▸ **WHAT THE TASK ASKS**:
Locate the line that contains "the gum bubble.", then copy it and all later lines of the data below exactly, through the last one.

########################################

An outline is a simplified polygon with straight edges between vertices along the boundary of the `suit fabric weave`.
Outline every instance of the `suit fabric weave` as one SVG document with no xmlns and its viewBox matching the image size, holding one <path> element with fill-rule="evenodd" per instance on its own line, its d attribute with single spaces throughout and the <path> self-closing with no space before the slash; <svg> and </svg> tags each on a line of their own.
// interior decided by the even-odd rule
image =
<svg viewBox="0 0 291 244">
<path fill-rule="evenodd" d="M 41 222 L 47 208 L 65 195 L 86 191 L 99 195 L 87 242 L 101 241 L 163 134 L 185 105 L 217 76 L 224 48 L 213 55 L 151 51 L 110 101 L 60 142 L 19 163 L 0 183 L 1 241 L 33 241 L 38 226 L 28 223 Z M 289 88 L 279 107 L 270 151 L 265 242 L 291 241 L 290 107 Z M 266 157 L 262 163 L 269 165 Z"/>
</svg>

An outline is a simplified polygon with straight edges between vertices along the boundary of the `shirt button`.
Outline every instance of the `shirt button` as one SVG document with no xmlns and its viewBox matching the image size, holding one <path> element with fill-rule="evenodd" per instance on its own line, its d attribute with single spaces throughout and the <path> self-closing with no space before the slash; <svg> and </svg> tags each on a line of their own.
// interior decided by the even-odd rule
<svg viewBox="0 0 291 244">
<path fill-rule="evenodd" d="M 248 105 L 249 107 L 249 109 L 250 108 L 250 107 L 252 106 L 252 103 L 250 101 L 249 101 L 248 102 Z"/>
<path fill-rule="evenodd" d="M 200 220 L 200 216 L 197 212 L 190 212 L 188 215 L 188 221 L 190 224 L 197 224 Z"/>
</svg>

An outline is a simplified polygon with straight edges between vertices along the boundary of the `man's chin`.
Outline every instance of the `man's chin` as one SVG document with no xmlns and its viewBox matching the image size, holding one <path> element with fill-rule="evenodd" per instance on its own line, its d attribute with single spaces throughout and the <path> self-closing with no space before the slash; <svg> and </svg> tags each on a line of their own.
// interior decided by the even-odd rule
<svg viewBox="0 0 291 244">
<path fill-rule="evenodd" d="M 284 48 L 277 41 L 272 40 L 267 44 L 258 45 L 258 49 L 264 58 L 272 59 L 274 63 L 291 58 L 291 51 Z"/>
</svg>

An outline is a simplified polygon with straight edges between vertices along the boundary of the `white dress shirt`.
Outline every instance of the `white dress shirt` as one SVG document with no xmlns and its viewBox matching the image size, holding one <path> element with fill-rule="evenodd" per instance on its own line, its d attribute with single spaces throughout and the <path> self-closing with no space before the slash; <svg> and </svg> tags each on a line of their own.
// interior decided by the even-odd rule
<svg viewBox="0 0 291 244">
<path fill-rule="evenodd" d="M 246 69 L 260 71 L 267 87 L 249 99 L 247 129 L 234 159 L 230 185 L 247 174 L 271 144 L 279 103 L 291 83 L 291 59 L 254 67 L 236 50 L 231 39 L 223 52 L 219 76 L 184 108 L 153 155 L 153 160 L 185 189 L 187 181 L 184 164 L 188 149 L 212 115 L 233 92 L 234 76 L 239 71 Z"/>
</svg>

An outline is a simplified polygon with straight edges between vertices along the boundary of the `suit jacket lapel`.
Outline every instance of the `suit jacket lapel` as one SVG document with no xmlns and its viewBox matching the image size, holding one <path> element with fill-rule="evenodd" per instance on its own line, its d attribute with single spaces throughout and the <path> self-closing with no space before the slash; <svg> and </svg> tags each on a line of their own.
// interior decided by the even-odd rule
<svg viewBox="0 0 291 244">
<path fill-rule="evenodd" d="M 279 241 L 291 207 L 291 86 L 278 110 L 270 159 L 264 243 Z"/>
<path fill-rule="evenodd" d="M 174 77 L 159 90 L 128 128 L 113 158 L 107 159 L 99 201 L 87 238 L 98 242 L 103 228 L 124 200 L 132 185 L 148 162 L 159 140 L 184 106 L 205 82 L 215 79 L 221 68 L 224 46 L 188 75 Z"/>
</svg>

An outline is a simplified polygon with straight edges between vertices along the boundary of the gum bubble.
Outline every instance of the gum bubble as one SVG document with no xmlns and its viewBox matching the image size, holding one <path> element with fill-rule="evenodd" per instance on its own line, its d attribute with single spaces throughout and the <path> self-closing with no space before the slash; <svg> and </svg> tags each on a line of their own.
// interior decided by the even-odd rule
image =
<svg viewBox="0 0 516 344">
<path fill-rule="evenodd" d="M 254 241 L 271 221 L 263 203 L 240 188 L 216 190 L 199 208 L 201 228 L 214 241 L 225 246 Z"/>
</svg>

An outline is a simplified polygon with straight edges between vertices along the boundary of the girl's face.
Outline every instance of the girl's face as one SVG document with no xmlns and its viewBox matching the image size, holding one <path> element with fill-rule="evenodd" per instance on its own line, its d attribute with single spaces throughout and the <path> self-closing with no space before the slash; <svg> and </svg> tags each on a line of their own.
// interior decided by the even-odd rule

########################################

▸ **ANSWER FOR THE TASK**:
An outline is a simplified polygon with straight edges between vertices along the boundary of the gum bubble.
Outline every instance of the gum bubble as one SVG document with no xmlns and its viewBox matching the image size, holding one <path> element with fill-rule="evenodd" per instance on its own line, its d attribute with single spaces throughout and the <path> self-closing with no space before the slash; <svg> and </svg> tags each on a line of their own.
// interior decided by the even-odd rule
image =
<svg viewBox="0 0 516 344">
<path fill-rule="evenodd" d="M 254 241 L 271 221 L 263 203 L 240 188 L 216 190 L 199 208 L 201 228 L 214 241 L 225 246 Z"/>
</svg>

An outline is a simplified polygon with straight edges between vertices along the boundary of the girl's face.
Outline every instance of the girl's face as one SVG document with no xmlns and its viewBox matching the image size, holding one <path> element with fill-rule="evenodd" per instance on its own line, its d attribute with single spaces throughout and the <path> self-closing with no space before the slash; <svg> and </svg> tags each on a line of their own.
// interior decided by the even-odd rule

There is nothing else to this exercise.